▸ Problem description: The data must be returned in full, with no character altered.
:: Dataset entries ::
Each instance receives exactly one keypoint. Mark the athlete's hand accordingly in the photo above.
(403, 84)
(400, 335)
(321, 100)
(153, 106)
:::
▸ Written solution:
Each instance receives exactly one keypoint. Mark the athlete's hand accordingly in the photo above.
(403, 84)
(400, 335)
(321, 100)
(153, 106)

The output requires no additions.